What you should do ▸ Find "<point>193,210</point>" and "<point>388,199</point>" in the records below. Copy the lines holding them and every line between, exactly, and no others.

====================

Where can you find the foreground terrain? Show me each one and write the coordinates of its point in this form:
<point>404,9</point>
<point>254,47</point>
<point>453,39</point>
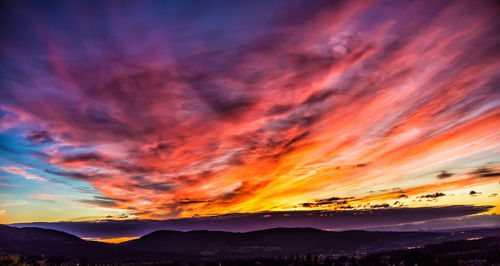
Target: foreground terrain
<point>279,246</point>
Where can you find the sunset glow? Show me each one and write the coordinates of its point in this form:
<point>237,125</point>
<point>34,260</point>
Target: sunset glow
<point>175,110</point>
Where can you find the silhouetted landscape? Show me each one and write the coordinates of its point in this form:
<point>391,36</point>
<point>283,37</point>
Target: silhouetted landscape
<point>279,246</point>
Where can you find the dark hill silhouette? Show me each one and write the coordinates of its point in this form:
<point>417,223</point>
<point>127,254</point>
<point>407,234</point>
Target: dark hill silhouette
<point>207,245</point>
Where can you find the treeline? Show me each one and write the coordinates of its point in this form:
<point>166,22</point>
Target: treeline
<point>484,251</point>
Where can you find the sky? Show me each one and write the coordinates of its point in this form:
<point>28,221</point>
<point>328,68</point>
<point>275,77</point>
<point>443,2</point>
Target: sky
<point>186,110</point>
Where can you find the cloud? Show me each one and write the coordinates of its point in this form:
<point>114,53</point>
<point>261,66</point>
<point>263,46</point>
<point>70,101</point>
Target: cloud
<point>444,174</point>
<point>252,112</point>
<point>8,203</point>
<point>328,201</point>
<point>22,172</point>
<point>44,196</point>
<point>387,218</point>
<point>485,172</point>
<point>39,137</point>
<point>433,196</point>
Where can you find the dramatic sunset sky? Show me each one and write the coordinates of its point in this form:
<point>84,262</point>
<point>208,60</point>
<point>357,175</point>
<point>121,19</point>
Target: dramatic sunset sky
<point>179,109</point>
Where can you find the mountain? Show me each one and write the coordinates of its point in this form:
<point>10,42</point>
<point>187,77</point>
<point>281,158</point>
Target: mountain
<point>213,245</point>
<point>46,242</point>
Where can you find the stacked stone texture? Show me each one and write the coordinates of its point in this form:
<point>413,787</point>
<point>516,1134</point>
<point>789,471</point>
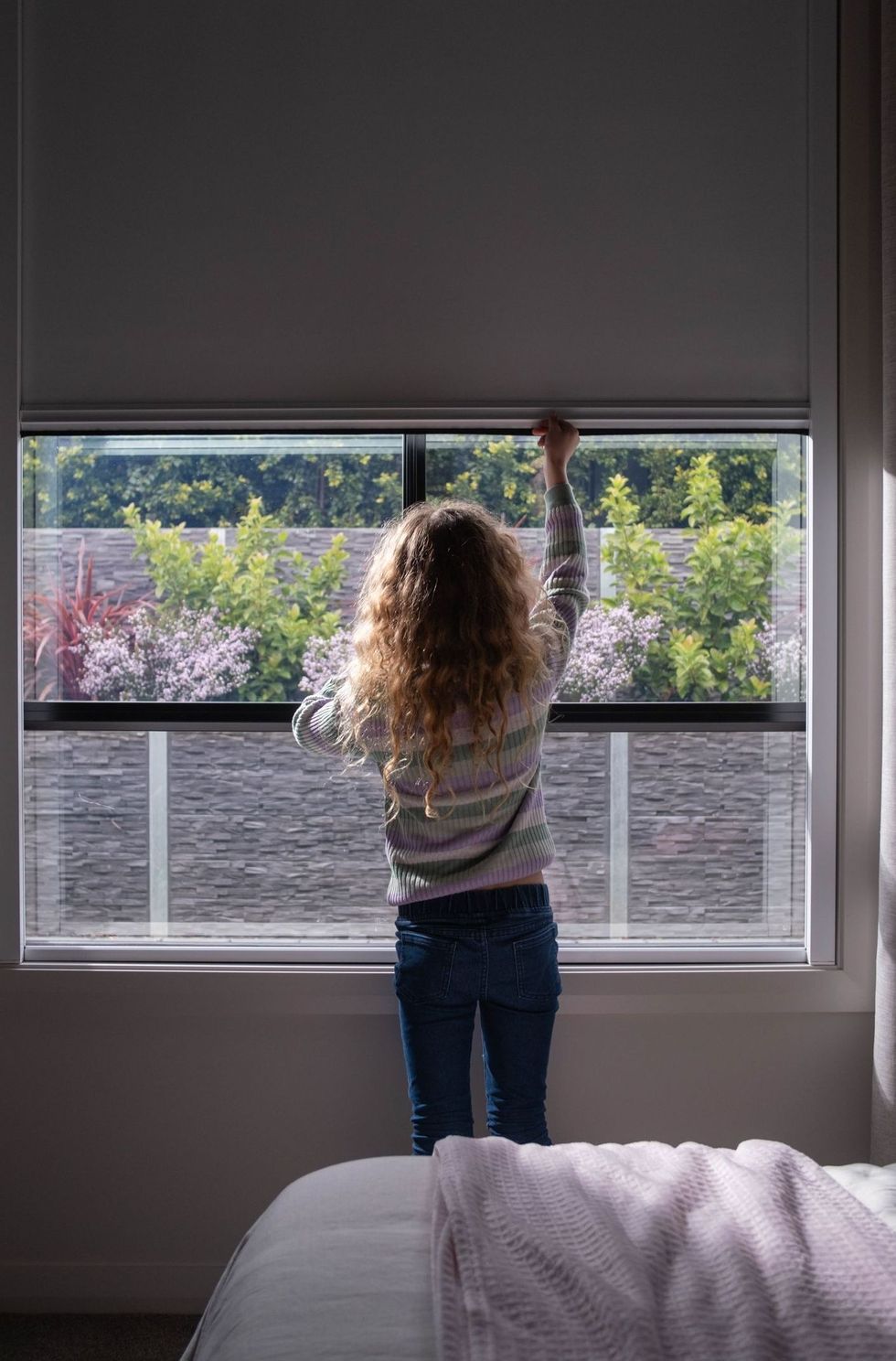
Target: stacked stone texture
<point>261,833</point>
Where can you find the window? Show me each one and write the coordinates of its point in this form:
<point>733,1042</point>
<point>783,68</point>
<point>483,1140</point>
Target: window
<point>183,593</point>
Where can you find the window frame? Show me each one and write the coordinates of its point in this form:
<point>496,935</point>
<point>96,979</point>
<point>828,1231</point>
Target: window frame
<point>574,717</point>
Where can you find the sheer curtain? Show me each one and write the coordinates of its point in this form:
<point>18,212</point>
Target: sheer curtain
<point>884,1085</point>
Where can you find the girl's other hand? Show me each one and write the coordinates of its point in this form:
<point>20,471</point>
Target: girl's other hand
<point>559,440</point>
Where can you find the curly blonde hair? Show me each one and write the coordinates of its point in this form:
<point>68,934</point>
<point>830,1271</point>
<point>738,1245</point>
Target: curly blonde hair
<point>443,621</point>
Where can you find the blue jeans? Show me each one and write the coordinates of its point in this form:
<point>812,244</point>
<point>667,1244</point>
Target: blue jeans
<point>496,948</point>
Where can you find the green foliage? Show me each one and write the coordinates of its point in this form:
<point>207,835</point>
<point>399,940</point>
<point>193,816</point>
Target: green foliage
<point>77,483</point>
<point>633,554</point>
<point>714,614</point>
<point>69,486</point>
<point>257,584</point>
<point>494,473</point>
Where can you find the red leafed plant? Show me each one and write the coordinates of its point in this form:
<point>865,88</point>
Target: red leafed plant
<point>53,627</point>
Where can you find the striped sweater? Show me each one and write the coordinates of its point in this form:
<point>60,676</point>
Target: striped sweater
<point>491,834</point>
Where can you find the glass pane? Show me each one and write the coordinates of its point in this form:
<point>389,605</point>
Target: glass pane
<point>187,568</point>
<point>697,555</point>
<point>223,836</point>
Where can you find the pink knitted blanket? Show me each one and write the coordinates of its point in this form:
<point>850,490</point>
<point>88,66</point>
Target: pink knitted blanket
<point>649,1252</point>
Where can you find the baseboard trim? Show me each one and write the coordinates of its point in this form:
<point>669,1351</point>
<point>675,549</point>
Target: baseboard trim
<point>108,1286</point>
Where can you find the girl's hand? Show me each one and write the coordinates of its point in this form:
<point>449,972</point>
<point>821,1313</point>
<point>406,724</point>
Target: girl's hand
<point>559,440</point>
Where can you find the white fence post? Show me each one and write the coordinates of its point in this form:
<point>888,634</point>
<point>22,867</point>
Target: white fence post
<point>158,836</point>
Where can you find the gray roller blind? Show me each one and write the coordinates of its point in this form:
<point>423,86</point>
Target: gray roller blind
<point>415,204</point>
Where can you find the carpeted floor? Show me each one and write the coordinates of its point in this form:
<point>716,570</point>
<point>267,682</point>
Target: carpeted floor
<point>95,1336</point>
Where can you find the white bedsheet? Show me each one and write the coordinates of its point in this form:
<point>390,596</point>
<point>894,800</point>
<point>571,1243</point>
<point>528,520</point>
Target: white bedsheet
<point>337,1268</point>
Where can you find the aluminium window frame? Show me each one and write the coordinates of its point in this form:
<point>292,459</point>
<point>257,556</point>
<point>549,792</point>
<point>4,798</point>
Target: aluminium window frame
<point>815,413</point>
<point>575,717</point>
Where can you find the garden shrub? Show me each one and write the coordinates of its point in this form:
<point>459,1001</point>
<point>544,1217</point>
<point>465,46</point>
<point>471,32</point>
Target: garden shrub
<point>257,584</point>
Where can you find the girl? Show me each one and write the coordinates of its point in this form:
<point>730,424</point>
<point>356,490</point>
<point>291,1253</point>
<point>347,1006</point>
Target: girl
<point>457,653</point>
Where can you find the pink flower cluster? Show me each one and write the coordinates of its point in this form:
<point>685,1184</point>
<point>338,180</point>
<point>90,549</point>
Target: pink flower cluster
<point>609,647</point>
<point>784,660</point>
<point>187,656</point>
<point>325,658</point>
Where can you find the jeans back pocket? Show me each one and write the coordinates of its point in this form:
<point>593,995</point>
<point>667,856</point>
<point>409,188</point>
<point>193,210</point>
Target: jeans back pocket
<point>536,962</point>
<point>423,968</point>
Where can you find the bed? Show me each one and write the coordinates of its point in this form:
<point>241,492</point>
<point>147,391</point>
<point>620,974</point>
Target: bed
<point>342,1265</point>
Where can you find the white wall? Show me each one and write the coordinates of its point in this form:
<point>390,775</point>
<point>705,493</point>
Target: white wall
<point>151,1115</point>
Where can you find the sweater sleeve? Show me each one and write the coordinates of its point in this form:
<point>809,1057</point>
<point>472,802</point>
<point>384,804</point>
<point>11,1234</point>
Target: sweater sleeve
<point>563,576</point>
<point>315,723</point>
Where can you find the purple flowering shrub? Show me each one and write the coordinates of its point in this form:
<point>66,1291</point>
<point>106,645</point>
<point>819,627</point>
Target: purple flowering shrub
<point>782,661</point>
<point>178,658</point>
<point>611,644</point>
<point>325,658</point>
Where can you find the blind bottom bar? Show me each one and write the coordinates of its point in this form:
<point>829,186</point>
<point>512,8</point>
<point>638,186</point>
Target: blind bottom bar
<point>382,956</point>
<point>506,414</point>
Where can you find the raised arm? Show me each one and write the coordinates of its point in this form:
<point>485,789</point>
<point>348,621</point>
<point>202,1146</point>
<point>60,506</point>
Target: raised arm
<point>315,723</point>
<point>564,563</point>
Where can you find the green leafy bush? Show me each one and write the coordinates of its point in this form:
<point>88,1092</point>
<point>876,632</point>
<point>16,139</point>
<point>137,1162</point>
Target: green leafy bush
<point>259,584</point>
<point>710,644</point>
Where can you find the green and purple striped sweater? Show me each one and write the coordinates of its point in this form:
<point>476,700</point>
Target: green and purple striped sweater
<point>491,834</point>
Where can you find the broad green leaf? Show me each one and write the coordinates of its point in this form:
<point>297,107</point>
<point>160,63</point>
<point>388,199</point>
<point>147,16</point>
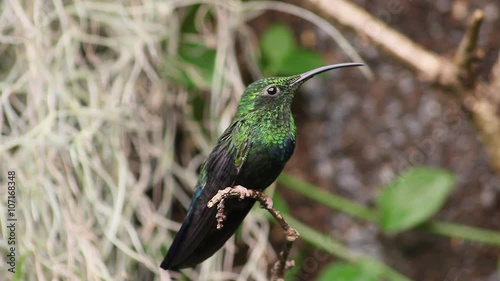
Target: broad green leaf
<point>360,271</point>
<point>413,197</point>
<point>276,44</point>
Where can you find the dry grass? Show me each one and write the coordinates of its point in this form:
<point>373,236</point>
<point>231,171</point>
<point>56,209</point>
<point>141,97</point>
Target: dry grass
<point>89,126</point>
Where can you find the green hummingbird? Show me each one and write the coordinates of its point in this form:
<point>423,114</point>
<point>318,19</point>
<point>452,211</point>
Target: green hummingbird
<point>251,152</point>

====================

Response ▸
<point>193,210</point>
Target: jeans back pocket
<point>536,962</point>
<point>423,968</point>
Where can you find the bed? Show me each one and write the coordinates of its point in this form:
<point>241,492</point>
<point>147,391</point>
<point>620,974</point>
Target: bed
<point>342,1265</point>
Where can you find the white wall? Show me each one and write the coordinates of its point in this form:
<point>390,775</point>
<point>705,493</point>
Target: white wall
<point>151,1115</point>
Where can you find the sweater sleeve? Show me each one and write the coordinates of its point in this form:
<point>809,1057</point>
<point>472,802</point>
<point>384,804</point>
<point>11,1234</point>
Target: sweater sleeve
<point>563,576</point>
<point>315,723</point>
Where can you find the purple flowering shrub? Show me each one and write the coordinates of its point in this form:
<point>66,1291</point>
<point>106,645</point>
<point>819,627</point>
Target: purple flowering shrub
<point>782,661</point>
<point>178,658</point>
<point>611,644</point>
<point>325,658</point>
Where can you find the blind bottom bar? Show me each one and write the coordinates of its point in this form:
<point>829,186</point>
<point>512,8</point>
<point>638,186</point>
Target: blind bottom bar
<point>382,956</point>
<point>506,414</point>
Where can you find the raised arm? Show me each one and write the coordinates of its point in this form:
<point>485,789</point>
<point>348,621</point>
<point>202,1146</point>
<point>60,506</point>
Target: raised arm
<point>315,723</point>
<point>564,563</point>
Where can you find the green leafy bush? Show me each one and write the coordinates of its point in this form:
<point>88,1092</point>
<point>876,632</point>
<point>16,139</point>
<point>137,1162</point>
Target: green leafy bush
<point>259,584</point>
<point>710,644</point>
Where can you find the green and purple striped sweater? Show me each one and write the coordinates of its point in this form:
<point>476,700</point>
Target: green and purple striped sweater
<point>491,834</point>
Where can you find the broad green leaf? Show me each one and write the coordinates of its point in this form:
<point>297,107</point>
<point>160,63</point>
<point>388,199</point>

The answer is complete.